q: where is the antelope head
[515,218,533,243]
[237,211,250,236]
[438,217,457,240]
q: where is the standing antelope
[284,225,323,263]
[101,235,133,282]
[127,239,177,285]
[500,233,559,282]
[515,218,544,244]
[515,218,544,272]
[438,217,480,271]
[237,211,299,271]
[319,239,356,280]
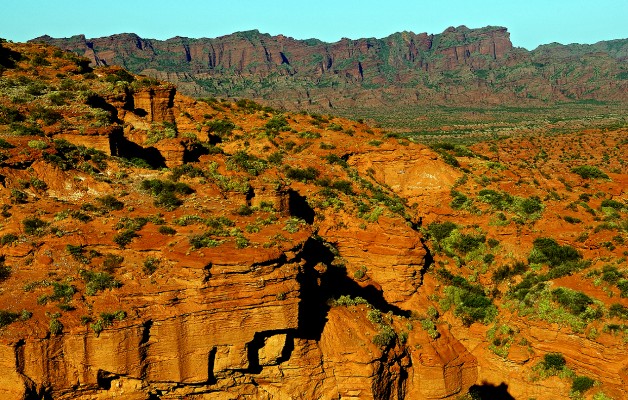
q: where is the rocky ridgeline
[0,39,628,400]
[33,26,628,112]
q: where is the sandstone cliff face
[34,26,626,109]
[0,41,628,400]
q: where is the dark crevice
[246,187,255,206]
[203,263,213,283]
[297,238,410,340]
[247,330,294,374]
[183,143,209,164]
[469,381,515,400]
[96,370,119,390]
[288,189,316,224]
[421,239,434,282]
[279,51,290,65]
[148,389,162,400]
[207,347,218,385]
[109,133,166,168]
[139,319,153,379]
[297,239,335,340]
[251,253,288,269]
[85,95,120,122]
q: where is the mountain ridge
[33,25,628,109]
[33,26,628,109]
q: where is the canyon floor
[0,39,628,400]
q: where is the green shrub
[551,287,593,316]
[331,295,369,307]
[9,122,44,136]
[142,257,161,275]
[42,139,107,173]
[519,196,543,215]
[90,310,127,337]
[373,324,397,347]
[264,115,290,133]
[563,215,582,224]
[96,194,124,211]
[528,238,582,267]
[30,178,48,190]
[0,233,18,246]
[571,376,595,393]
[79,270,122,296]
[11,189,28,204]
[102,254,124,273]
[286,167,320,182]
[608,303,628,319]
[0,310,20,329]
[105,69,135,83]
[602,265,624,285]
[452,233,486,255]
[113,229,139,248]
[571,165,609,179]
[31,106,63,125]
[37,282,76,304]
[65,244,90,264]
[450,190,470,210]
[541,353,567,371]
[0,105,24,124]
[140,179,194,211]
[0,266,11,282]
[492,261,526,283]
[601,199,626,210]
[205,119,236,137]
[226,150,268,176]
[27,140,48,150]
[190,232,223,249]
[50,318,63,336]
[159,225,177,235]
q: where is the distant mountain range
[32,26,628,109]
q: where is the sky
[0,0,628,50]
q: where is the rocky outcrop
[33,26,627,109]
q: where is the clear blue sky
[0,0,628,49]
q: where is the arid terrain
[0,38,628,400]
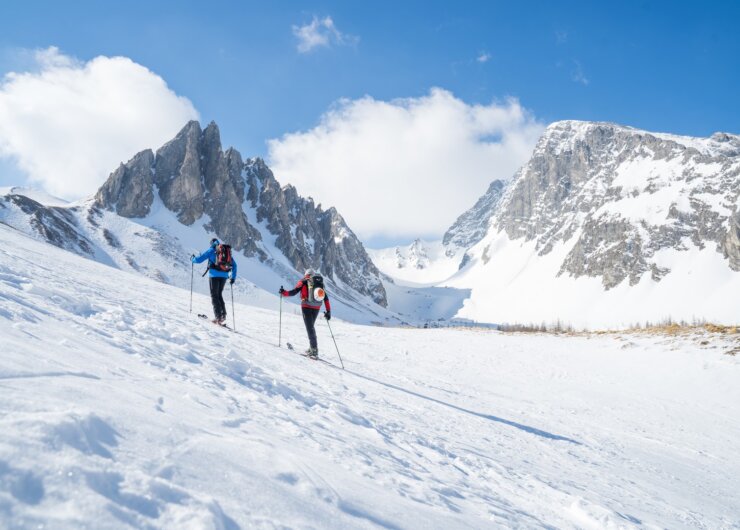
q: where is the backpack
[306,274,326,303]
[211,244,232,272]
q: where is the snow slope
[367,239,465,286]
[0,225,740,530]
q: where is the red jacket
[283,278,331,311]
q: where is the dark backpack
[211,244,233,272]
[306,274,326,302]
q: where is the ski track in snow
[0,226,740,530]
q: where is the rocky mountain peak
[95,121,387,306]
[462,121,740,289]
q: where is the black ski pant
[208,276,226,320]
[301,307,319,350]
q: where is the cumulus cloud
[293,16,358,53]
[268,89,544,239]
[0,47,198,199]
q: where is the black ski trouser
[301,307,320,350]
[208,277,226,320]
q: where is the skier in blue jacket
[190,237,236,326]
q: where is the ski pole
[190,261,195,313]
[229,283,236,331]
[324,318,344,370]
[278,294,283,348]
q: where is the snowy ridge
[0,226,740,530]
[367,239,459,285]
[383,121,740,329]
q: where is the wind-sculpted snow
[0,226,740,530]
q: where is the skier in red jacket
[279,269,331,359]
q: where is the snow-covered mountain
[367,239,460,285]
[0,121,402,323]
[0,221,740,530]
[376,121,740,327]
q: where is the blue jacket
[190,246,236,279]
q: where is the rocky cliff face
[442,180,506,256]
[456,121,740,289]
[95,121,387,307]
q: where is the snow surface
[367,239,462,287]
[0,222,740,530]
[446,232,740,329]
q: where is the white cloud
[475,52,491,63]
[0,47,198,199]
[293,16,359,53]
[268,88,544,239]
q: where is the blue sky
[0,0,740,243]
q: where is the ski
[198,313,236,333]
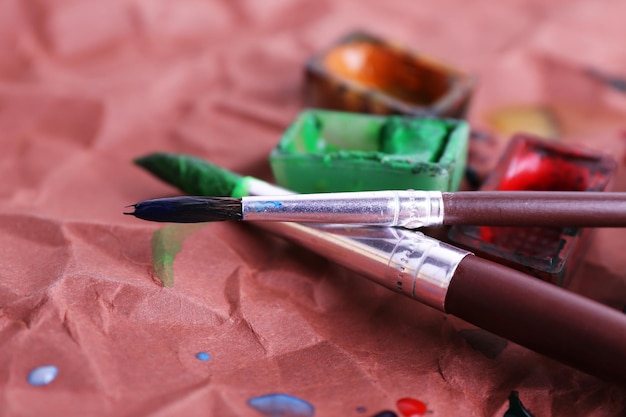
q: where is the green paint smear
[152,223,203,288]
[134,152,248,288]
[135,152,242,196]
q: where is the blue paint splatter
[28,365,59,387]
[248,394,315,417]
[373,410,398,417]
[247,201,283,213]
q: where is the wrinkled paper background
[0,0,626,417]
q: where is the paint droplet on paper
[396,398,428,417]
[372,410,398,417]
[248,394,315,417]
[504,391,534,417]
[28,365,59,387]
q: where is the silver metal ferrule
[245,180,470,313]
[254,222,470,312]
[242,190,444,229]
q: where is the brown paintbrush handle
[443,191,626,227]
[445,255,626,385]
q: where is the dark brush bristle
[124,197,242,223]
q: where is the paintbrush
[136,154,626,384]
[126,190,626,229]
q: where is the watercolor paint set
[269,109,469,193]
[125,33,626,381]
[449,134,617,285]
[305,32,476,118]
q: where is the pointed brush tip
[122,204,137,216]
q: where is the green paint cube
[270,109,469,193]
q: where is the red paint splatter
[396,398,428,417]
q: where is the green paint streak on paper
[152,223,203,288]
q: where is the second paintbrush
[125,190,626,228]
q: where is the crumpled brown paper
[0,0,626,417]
********************
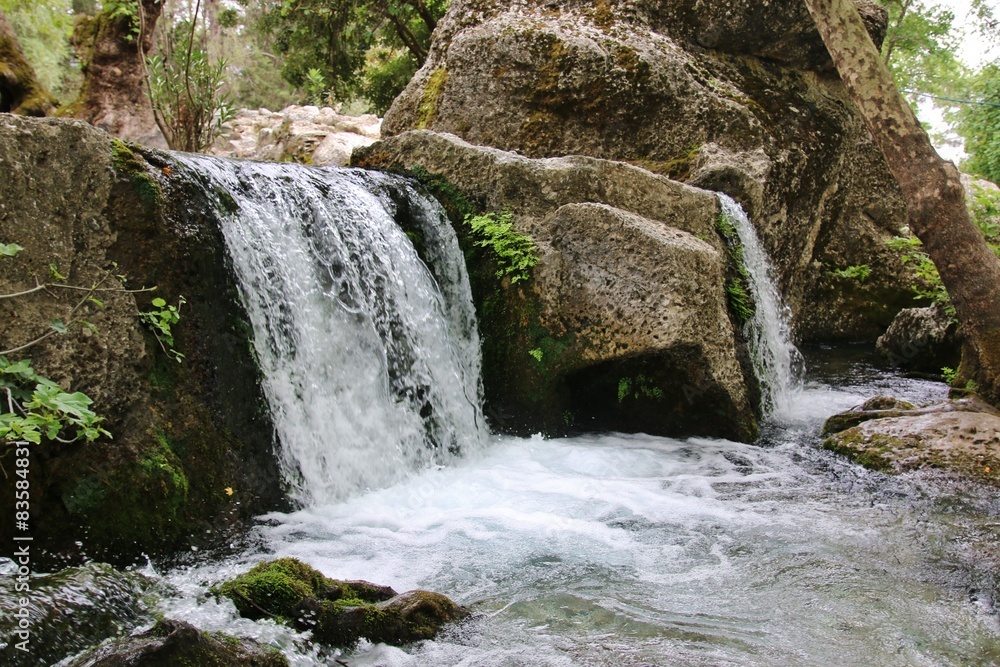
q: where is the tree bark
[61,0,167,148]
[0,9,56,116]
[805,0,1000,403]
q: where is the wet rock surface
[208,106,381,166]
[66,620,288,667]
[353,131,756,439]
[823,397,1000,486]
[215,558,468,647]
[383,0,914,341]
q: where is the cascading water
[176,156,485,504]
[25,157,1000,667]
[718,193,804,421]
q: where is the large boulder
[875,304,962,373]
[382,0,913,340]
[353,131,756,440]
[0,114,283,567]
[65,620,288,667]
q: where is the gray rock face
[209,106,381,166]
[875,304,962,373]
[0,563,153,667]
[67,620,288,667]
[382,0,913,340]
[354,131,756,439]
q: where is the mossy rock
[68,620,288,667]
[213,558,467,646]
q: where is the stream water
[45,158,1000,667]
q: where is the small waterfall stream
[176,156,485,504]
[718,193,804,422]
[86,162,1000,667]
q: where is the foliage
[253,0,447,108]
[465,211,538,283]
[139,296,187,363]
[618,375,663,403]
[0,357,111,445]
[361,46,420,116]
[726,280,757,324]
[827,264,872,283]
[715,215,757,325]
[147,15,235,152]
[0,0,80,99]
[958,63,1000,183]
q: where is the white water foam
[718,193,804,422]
********************
### [WORK TO COMPLETE]
Copy, character for character, every line above from the one containing "q: where is the cumulus cloud" down to the one containing "[383,121,740,329]", including both of those lines.

### [SOLUTION TO THIS EXERCISE]
q: where is the cumulus cloud
[293,16,358,53]
[268,89,544,239]
[0,47,198,199]
q: where is the black ski trouser
[301,307,320,350]
[208,277,226,320]
q: where is the skier in blue jacket
[190,237,236,326]
q: where is the ski pole
[190,261,195,313]
[229,283,236,331]
[324,318,344,370]
[278,294,283,348]
q: where is the snowy ridge
[0,226,740,530]
[367,239,459,285]
[383,121,740,329]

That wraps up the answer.